> Your instructions: Copy exactly the lines from the "# test: put a marker on the green" line to the end, both included, and nothing else.

╭─ Supplied data

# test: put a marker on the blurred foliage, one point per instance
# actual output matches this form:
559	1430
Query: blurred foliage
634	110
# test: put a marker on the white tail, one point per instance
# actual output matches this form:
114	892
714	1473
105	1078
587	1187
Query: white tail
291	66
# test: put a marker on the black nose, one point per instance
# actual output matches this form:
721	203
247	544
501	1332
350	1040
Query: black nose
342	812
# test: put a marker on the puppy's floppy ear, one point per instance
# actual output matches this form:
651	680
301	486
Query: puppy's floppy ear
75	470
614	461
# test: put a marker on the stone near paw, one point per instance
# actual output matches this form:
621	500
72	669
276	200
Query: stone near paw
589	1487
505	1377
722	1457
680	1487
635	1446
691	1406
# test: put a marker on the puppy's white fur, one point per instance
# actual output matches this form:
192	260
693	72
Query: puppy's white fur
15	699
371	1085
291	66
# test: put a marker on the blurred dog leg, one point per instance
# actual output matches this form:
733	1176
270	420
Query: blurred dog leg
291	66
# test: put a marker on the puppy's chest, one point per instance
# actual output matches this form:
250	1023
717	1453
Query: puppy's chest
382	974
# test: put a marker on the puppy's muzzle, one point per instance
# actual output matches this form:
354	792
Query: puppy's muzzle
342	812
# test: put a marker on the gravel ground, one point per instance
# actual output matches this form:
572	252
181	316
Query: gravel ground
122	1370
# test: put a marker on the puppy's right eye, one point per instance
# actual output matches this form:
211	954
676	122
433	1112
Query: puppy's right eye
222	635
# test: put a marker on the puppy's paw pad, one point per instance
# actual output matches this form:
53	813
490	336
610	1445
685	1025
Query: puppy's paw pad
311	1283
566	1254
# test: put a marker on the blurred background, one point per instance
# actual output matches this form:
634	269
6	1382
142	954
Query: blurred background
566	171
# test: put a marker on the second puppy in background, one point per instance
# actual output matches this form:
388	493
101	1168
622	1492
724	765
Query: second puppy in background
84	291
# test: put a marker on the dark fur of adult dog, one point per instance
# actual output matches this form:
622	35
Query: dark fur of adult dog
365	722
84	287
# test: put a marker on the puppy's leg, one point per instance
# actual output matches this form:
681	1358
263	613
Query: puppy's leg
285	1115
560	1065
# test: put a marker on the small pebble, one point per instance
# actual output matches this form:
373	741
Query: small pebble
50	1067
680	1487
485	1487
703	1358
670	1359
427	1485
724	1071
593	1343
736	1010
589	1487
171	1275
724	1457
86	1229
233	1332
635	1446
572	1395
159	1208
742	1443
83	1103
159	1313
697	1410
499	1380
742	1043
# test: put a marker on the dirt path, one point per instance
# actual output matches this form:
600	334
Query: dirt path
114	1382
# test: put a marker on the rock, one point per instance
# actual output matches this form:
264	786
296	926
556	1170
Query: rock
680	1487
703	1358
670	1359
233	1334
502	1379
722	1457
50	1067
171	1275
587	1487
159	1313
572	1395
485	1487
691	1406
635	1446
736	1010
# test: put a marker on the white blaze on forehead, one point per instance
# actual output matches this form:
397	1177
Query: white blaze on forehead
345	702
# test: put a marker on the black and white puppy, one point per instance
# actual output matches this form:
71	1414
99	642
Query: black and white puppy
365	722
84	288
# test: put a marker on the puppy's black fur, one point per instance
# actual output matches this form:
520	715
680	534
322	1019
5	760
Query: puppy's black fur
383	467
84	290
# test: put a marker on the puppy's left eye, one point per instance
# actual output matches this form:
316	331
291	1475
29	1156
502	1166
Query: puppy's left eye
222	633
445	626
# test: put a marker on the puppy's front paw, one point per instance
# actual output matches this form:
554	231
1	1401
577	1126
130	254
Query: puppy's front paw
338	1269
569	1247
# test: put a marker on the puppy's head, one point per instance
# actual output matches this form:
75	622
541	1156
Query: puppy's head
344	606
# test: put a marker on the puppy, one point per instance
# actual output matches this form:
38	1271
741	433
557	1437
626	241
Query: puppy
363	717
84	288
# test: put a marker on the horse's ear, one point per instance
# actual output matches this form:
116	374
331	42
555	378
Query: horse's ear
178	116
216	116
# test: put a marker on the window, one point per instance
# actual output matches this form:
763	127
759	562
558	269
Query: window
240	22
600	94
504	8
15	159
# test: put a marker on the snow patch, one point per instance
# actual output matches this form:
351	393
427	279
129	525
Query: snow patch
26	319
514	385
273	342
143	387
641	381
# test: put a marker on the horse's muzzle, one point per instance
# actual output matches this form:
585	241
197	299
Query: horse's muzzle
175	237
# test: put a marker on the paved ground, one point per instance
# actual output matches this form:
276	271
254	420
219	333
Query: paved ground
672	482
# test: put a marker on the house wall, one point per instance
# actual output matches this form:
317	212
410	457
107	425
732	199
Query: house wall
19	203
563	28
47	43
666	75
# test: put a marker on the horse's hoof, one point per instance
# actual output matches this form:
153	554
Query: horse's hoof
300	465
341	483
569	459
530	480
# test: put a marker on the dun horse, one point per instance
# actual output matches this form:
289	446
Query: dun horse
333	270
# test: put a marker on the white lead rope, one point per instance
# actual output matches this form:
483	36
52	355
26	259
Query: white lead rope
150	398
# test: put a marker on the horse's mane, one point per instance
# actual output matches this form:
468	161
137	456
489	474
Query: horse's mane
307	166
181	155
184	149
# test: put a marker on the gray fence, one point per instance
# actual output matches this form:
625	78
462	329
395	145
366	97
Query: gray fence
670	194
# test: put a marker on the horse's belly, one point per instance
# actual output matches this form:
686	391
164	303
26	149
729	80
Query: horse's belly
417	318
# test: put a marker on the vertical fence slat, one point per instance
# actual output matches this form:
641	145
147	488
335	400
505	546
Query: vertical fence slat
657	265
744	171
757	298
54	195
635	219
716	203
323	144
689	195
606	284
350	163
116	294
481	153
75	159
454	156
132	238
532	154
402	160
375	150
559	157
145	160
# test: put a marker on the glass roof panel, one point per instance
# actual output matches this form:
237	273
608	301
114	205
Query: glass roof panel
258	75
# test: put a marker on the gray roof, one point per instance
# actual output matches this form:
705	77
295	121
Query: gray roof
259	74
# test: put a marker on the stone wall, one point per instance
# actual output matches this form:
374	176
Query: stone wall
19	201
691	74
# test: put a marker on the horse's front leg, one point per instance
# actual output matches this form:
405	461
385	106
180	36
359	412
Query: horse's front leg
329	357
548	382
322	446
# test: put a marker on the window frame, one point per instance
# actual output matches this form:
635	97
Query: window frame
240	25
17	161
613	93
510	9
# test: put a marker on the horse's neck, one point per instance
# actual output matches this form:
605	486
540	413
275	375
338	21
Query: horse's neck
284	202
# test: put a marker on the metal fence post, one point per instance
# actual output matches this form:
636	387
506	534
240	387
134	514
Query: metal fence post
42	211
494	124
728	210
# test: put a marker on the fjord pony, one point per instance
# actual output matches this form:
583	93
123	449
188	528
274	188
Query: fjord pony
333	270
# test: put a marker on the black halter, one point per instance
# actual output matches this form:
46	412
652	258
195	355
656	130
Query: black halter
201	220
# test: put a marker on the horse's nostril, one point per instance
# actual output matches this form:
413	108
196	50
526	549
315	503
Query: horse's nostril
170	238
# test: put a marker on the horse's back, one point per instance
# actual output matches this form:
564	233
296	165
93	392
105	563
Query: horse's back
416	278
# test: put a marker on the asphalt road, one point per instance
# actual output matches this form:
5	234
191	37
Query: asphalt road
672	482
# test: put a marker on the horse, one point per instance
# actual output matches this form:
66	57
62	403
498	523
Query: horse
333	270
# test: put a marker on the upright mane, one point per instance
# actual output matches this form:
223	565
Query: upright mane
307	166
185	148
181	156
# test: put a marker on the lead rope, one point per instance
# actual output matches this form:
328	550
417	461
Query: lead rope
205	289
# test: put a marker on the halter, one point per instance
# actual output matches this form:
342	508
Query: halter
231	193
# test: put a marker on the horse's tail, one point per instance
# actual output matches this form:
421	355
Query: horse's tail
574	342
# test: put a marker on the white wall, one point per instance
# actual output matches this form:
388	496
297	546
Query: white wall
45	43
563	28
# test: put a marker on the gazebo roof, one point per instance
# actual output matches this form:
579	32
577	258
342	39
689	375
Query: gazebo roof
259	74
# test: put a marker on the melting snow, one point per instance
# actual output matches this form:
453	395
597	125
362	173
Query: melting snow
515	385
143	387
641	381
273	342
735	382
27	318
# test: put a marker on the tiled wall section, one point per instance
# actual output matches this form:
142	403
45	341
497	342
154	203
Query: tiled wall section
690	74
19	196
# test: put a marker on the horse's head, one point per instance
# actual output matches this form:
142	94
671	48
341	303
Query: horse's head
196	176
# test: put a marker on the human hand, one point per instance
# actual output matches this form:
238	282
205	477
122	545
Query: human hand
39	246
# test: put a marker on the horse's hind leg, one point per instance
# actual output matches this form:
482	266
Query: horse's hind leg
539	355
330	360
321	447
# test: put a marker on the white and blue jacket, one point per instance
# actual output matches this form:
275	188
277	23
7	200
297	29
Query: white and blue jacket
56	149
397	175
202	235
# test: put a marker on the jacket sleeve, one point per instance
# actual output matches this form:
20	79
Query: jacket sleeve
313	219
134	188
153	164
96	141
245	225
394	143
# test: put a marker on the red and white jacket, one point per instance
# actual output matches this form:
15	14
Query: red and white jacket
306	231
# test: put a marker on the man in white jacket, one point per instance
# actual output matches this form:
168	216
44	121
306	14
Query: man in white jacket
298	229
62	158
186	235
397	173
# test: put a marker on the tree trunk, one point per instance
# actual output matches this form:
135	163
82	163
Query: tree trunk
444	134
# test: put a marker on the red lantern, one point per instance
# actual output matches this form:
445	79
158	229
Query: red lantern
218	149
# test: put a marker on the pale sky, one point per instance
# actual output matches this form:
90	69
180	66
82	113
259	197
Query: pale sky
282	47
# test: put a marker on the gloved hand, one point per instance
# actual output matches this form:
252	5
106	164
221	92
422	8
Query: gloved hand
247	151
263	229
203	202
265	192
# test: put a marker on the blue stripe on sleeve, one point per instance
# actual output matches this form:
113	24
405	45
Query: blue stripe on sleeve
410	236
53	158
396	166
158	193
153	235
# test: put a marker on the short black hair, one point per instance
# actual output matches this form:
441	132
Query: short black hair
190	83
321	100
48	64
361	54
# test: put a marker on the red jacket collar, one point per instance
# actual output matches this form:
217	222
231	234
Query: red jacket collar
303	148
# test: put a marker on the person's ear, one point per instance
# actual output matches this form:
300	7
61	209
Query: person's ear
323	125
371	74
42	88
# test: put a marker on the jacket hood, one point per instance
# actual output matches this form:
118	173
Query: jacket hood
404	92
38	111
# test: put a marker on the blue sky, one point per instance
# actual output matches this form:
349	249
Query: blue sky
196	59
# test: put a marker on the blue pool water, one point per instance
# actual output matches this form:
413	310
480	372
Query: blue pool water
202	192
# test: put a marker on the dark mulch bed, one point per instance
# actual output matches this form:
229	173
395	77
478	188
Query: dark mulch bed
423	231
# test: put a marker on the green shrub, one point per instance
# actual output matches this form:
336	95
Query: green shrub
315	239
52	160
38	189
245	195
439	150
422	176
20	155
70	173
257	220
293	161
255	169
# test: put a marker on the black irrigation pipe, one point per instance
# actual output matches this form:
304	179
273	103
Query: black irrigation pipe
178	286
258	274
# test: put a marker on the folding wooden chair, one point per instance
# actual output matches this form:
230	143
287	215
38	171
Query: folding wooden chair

╰─

> The answer:
# test: put a marker on the green shrub, one point per instance
# actual output matches this form:
336	95
Query: green shrub
315	239
52	160
38	189
245	195
439	150
422	176
20	155
70	173
257	220
293	161
255	169
# test: put a marker on the black irrigation pipe, one point per instance
# actual output matches this form:
304	179
273	103
Query: black irrigation pipe
178	286
258	274
# test: put a marker on the folding wooden chair, one point per instance
# actual output matches this form:
230	143
287	215
38	171
Query: folding wooden chair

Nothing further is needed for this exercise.